> _Aim of the exercise_: Leave the pictures out and reproduce all the entries word for word.

> _Source records_:

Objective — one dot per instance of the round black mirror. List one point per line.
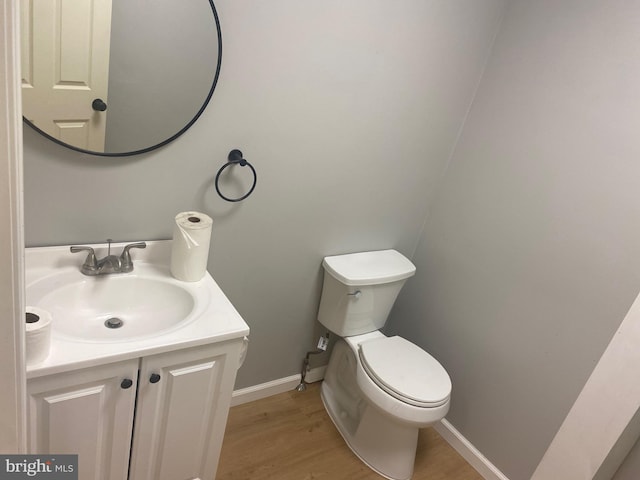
(123, 77)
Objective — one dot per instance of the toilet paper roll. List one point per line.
(190, 246)
(38, 336)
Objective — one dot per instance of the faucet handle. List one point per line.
(90, 263)
(126, 265)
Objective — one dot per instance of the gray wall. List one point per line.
(348, 111)
(631, 466)
(530, 257)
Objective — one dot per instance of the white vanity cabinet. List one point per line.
(168, 424)
(88, 412)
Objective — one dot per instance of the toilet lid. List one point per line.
(405, 371)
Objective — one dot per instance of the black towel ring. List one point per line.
(235, 158)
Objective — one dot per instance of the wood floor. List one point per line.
(290, 437)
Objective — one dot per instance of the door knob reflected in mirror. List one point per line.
(98, 105)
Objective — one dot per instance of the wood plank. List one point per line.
(290, 437)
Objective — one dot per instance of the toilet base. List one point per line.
(383, 441)
(384, 446)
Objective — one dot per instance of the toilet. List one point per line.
(378, 390)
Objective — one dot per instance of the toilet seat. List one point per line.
(405, 371)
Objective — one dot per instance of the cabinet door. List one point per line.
(87, 412)
(183, 402)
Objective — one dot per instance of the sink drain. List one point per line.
(113, 322)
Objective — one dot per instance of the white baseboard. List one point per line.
(470, 453)
(274, 387)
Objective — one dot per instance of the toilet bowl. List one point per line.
(378, 390)
(381, 428)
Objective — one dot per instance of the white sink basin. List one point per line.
(157, 312)
(109, 308)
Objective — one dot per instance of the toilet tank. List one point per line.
(359, 290)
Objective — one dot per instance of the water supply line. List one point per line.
(322, 347)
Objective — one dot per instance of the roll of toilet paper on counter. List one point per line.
(38, 336)
(190, 246)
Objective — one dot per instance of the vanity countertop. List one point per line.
(213, 318)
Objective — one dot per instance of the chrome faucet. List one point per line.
(109, 264)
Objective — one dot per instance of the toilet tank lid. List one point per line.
(369, 268)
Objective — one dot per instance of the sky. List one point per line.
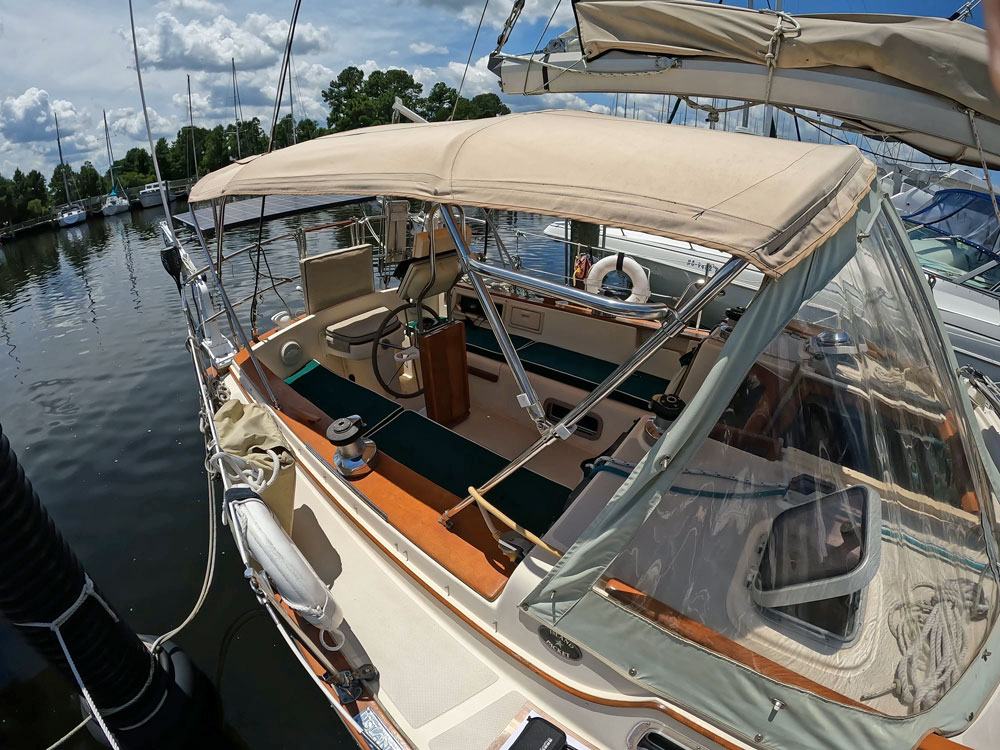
(74, 59)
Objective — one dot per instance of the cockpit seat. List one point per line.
(353, 337)
(415, 275)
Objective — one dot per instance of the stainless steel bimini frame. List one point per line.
(672, 323)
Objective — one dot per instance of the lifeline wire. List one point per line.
(458, 94)
(270, 145)
(56, 627)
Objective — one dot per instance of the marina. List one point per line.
(639, 392)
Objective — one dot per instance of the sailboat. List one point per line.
(481, 507)
(919, 81)
(115, 202)
(71, 213)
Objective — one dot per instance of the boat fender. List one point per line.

> _Your response_:
Objective — one dot per instance of the round black mirror. List one point per line.
(123, 77)
Objective — one dot per instance of the toilet paper roll. List one point per line.
(190, 246)
(38, 336)
Objective — one dot per instance of the faucet handle. List one point per line.
(90, 263)
(126, 265)
Objective — one dot per instance of the gray wall. List one point per line.
(348, 111)
(631, 466)
(530, 257)
Objective — one dot per instance of the white vanity cabinet. List one point per line.
(168, 424)
(88, 412)
Objective — one dot per instance of the toilet lid. List one point per line.
(405, 371)
Objective — one dot per instance of the black towel ring. List one point per line.
(235, 158)
Objective — one dot per instance of the wood floor. List one point per line.
(290, 437)
Objective — one dot per instance of the door knob reflected in mirror. List one point per line.
(98, 105)
Objective — one dot per instance of the wood plank. List one point per line.
(290, 437)
Objective — one dot per instance of the toilet base. List one point per line.
(383, 441)
(384, 446)
Objective — one dot per instance of the toilet. List one point per line.
(378, 390)
Objective — one dot per instance of the toilet seat. List one point per line.
(405, 371)
Objective — one dot per instance of the cabinet door. List one point per line.
(87, 412)
(183, 402)
Objective — one dot per instance of the sink drain. List one point per line.
(113, 322)
Objective — one dot per instance of the white baseboard. List one point per line.
(470, 453)
(274, 387)
Objective — one dot per instance of the toilet bowl. List one point per line.
(378, 390)
(381, 428)
Objective — one dot per instance of the white sink basin. List one point per line.
(157, 312)
(109, 308)
Objective — one dot per instance of the toilet tank. List one point per line.
(359, 290)
Objective — one dot per instance of the water supply line. List one point per line.
(322, 347)
Objective — one dot per instance of the roll of toilet paper on counter. List one point per line.
(38, 336)
(190, 246)
Objective — one dot per instance of the vanity countertop. List one point per line.
(213, 318)
Objective — one dot per instance of the chrome faucet. List one point per line.
(109, 264)
Objective — one dot per instance of the toilet tank lid. List one point per line.
(369, 268)
Objective — one dot per instance of the sky. List one point per line.
(74, 59)
Objective — one dot per instance of the cockpit seat. List one point per line.
(353, 337)
(415, 275)
Objective — one dot per instance of the stainless steel bimini frame. List one point per line.
(672, 323)
Objective — one dot per instance of the lifeline wire. List one point per line.
(458, 94)
(270, 145)
(56, 627)
Objective — one dot per instance of the marina. List one point per line.
(639, 392)
Objective — one dot per instance of the sailboat. List one point per line.
(481, 507)
(919, 81)
(115, 202)
(71, 213)
Objective — one dot per instance of the boat fender. List one point per line.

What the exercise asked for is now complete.